**WORK TO BE COMPLETED**
Copy out only the material from the line containing "Locate each instance of the lake" through the end of the material, both ends included. Swap every "pin" for "marker" and change nothing else.

**DATA TO USE**
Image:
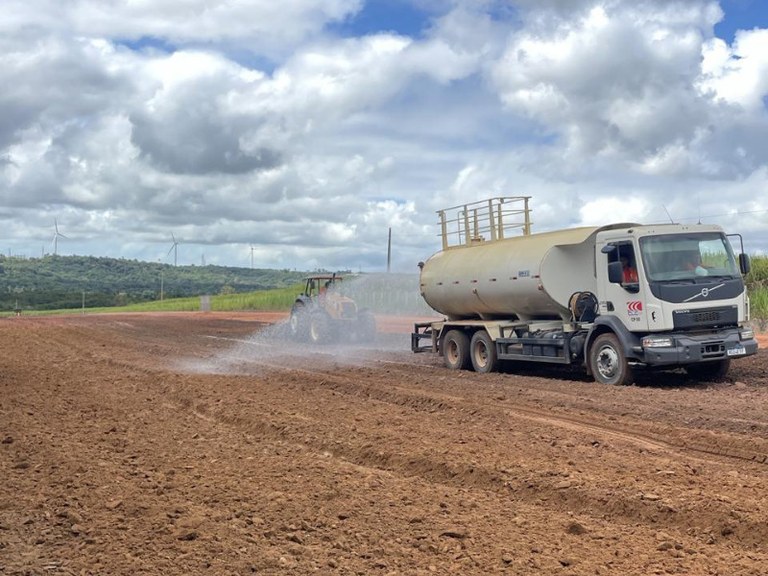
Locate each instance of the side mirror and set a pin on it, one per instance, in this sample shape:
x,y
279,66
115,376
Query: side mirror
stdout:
x,y
615,272
744,264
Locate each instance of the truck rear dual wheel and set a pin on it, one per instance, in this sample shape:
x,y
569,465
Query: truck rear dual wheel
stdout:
x,y
607,361
456,350
459,352
482,352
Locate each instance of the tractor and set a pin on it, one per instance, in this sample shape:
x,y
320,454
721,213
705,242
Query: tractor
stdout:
x,y
323,314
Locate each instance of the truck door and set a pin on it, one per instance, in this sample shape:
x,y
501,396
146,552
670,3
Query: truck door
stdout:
x,y
625,297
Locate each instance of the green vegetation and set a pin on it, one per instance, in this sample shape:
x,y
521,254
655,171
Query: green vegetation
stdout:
x,y
757,284
65,282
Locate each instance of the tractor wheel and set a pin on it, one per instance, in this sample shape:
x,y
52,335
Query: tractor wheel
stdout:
x,y
607,361
483,352
456,350
714,371
320,328
298,322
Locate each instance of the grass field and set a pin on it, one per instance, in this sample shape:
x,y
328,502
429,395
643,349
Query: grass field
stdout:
x,y
382,294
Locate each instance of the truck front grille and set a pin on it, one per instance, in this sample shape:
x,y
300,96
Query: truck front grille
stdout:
x,y
713,317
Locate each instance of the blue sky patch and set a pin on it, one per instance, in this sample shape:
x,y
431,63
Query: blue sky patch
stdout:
x,y
381,16
741,15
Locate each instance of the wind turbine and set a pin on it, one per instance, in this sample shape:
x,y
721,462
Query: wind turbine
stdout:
x,y
174,249
56,236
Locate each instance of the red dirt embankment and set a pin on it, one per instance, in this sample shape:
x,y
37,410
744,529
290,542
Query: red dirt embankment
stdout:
x,y
183,444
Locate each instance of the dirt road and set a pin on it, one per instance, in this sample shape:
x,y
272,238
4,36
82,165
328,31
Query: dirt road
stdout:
x,y
202,444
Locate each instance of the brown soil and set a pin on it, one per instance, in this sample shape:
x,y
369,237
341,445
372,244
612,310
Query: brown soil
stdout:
x,y
209,444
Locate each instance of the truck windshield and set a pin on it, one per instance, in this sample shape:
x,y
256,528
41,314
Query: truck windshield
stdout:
x,y
687,256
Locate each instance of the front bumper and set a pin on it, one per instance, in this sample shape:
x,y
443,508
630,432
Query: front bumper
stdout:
x,y
691,349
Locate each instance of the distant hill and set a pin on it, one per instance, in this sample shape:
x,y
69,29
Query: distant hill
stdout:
x,y
55,282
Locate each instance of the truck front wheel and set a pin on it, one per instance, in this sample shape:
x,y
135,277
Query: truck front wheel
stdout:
x,y
607,361
482,351
456,350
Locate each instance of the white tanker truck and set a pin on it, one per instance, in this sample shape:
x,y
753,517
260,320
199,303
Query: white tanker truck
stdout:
x,y
609,298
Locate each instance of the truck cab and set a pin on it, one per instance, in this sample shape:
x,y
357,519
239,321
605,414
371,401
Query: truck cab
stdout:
x,y
686,304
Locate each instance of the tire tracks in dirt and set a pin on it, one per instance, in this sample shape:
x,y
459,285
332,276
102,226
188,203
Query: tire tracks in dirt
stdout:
x,y
549,492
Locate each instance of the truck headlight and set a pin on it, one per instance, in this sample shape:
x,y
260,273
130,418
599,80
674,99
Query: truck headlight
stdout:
x,y
657,342
746,333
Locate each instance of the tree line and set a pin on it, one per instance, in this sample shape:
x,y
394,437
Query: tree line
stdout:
x,y
59,282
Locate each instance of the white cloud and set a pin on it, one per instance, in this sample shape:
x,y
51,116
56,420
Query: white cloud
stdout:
x,y
232,124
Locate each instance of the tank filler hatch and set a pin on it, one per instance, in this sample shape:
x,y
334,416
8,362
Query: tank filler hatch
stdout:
x,y
484,221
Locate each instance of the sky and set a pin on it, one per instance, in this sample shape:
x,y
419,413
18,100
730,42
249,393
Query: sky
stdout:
x,y
296,134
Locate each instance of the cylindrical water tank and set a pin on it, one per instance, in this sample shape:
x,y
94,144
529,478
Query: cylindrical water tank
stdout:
x,y
526,277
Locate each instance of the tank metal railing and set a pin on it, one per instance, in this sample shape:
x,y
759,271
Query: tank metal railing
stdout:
x,y
484,220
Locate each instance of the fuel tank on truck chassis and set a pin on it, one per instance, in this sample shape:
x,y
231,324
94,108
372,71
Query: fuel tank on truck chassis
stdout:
x,y
529,276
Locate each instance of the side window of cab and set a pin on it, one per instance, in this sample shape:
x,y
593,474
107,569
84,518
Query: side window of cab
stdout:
x,y
622,265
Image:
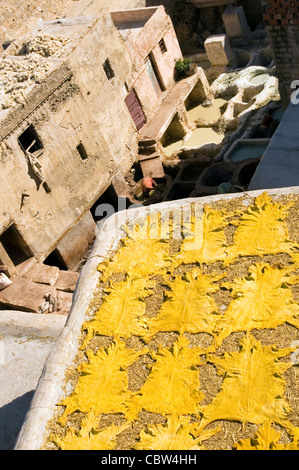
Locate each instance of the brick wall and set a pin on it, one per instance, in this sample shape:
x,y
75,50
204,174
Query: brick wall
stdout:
x,y
281,19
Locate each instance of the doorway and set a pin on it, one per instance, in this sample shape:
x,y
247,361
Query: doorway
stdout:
x,y
153,74
14,245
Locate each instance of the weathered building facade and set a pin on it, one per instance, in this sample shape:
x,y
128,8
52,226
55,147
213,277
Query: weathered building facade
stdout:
x,y
75,134
282,22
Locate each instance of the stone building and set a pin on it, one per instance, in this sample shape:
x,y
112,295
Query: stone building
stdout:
x,y
282,23
69,135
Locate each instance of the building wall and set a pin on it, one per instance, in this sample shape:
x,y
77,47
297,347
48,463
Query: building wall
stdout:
x,y
158,27
85,108
282,23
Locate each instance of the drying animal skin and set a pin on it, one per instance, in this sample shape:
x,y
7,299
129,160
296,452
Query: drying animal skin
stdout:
x,y
251,383
189,306
103,384
262,299
176,434
262,229
122,311
150,257
172,386
89,436
253,386
267,438
206,240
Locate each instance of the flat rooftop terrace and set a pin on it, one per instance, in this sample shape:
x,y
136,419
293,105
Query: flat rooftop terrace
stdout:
x,y
279,166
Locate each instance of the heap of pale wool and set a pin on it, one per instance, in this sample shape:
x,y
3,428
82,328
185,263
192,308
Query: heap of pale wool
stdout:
x,y
19,73
47,46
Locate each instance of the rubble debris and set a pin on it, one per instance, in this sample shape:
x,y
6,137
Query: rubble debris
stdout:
x,y
18,73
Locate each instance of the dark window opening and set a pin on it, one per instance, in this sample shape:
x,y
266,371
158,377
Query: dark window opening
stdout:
x,y
162,46
15,246
55,259
81,150
108,69
106,205
30,141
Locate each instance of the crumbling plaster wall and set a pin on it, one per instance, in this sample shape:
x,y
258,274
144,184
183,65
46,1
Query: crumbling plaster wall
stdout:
x,y
157,27
86,108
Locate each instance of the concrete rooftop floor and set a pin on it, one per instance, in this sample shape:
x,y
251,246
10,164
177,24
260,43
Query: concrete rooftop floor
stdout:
x,y
26,340
279,166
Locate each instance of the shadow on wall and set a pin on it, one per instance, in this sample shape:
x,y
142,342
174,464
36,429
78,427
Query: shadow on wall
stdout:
x,y
12,417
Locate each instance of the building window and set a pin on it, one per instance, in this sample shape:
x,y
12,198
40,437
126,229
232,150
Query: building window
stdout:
x,y
30,141
15,246
108,69
81,150
162,46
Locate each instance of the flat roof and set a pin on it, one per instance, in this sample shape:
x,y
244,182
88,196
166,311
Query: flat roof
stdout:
x,y
279,166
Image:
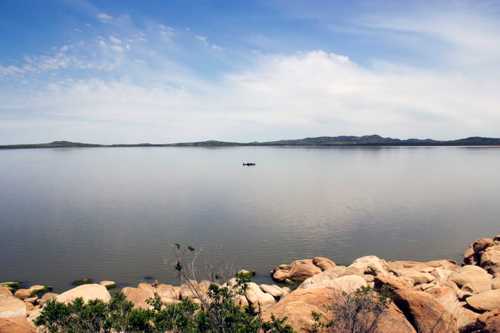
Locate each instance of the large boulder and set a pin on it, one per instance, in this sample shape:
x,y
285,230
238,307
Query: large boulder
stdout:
x,y
299,305
299,270
447,297
138,296
490,259
472,278
324,263
258,299
485,301
347,283
16,325
87,292
11,306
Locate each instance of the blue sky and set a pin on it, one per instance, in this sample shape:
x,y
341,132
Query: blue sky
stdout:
x,y
163,71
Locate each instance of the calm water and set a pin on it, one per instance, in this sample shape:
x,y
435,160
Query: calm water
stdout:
x,y
114,213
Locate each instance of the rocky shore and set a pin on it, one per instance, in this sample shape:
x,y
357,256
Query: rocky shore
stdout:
x,y
431,296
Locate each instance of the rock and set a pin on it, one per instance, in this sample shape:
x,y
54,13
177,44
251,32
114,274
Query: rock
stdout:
x,y
481,244
416,276
426,313
447,297
16,325
108,284
258,299
11,306
299,270
4,291
300,304
489,322
87,292
369,265
473,278
495,283
324,263
23,293
273,290
490,259
47,297
485,301
166,292
12,285
347,283
138,296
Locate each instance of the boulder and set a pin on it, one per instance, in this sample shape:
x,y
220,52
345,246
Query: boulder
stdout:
x,y
426,314
23,293
372,265
16,325
490,259
299,270
346,283
273,290
447,297
138,296
4,291
472,278
485,301
300,304
489,322
416,276
11,306
495,283
108,284
168,292
258,299
87,292
324,263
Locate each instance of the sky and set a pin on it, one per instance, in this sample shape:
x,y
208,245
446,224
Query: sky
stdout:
x,y
187,70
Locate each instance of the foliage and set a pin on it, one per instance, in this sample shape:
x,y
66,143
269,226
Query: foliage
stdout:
x,y
357,312
216,313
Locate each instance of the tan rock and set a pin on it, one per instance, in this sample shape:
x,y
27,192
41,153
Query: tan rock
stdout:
x,y
87,292
273,290
490,259
489,322
428,315
166,291
108,284
4,291
485,301
11,306
416,276
370,265
138,296
473,278
495,283
447,297
23,293
258,299
299,305
347,283
16,325
299,270
324,263
47,297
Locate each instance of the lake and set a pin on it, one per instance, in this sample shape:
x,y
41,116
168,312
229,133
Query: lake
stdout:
x,y
114,213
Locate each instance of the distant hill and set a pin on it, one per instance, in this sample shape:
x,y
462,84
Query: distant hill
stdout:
x,y
367,140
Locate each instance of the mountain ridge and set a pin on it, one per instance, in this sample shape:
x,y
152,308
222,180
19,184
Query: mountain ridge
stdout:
x,y
343,140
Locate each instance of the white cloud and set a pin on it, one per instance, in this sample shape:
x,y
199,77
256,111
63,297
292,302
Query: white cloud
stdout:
x,y
105,18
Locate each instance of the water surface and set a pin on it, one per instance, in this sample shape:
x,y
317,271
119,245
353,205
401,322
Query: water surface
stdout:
x,y
113,213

**EXERCISE SOLUTION**
Locate each instance of the lake and set a marker on it, one per instance, in this sample shape:
x,y
41,116
168,312
229,133
Query: lake
stdout:
x,y
114,213
Locate each instance of the distant hill and set a marker on it, one per instance, in this sample shape:
x,y
462,84
Query: distant hill
stdout:
x,y
367,140
Locate each instance of the mountain ridge and set a marker on it, one per instance, in this sample shape:
x,y
152,308
222,180
19,184
Query: mountain ridge
stdout:
x,y
343,140
Locate each instance of the white cloud and set a marker on it, one per instance, in this sample shape:
x,y
199,77
256,111
63,297
292,302
Query: white cloud
stdout:
x,y
105,18
Locate each instance of the water surface and set a marker on it, one per instance, in this sample shape:
x,y
317,271
119,245
353,205
401,322
Query: water surface
stdout:
x,y
113,213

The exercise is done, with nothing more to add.